TEXT:
--- start ---
Backwards compatibility:

  • Clients using Sec-WebSocket-Protocol: kilo.jwt.<base64url-jwt> must migrate to /connect-ticket, /connect?ticket=..., and kilo.events.v1.
  • The wire envelope and subscribe/unsubscribe messages remain compatible, but Kilo Chat payload schemas are stricter and some event payloads gained fields.
  • Deploys must include CONNECTION_TICKET_DO, HYPERDRIVE, WORKER_ENV, and the new Durable Object migration before the ticket flow works.
  • /health remains public. /connect still requires WebSocket upgrade but now rejects missing/invalid tickets instead of missing/invalid JWT subprotocols. /connect-ticket is public but bearer-authenticated.

Notifications service

  • Replaces Stream Chat webhook ingestion with Worker RPC push dispatch for Kilo Chat conversations.
  • Adds JWT-authenticated /v1/badges and /v1/badges/mark-read routes for mobile badge hydration and read clearing.
--- end ---
WRITTEN EXERCISE 1:
Please transcribe the changelog from "Notifications service" to "and read clearing.".
WRITTEN EXERCISE 2:
Render this sentence from the changelog in Spanish: "The wire envelope and subscribe/unsubscribe messages remain compatible, but Kilo Chat payload schemas are stricter and some event payloads gained fields."
WRITTEN EXERCISE 3:
Decide whether each statement agrees with the changelog, answering yes or no and quoting the words that settle it: (a) /health now requires authentication. (b) /connect no longer requires a WebSocket upgrade. (c) /connect-ticket is bearer-authenticated.
The material after this changelog is separate from it.

[Entries drawn from a collection]
--- start ---
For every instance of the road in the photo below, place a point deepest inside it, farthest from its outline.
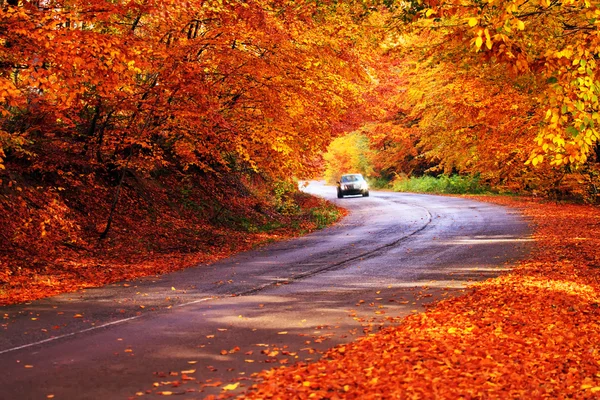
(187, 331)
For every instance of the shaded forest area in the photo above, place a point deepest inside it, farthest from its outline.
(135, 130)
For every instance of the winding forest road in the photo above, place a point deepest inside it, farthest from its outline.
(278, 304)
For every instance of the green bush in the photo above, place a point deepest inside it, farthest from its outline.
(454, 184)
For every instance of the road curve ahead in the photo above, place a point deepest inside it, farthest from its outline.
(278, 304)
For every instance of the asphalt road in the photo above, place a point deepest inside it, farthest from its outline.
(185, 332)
--- end ---
--- start ---
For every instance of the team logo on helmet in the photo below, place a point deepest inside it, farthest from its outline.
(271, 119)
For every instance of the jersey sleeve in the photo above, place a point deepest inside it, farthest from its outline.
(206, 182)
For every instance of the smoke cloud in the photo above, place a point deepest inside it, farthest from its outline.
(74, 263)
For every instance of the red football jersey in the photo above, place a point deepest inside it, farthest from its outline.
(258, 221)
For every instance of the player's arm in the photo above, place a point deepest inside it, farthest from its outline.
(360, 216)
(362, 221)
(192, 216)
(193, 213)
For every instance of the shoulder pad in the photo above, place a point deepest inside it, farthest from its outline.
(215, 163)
--- end ---
--- start ---
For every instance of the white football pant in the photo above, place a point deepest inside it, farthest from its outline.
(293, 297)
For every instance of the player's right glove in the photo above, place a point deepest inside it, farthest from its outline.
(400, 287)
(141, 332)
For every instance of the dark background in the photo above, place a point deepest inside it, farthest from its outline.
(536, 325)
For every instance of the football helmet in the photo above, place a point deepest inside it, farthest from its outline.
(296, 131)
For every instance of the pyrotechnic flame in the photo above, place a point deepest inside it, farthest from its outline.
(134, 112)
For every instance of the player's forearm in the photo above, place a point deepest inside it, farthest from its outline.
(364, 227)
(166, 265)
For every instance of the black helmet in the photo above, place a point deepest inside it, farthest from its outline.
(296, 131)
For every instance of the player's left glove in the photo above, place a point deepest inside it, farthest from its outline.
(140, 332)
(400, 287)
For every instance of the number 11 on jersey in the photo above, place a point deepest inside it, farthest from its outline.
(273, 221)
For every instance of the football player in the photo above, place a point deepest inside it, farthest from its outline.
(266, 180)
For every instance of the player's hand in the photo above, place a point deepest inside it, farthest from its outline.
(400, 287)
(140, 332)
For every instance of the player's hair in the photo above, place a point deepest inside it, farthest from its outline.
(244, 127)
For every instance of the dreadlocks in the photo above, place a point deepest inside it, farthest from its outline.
--- end ---
COMPLETE ANSWER 1:
Notifications service

  • Replaces Stream Chat webhook ingestion with Worker RPC push dispatch for Kilo Chat conversations.
  • Adds JWT-authenticated /v1/badges and /v1/badges/mark-read routes for mobile badge hydration and read clearing.

COMPLETE ANSWER 2:
El sobre de transmisión y los mensajes subscribe/unsubscribe siguen siendo compatibles, pero los esquemas de carga útil de Kilo Chat son más estrictos y algunas cargas útiles de eventos ganaron campos.

COMPLETE ANSWER 3:
(a) No: "/health remains public."
(b) No: "/connect still requires WebSocket upgrade"
(c) Yes: "/connect-ticket is public but bearer-authenticated."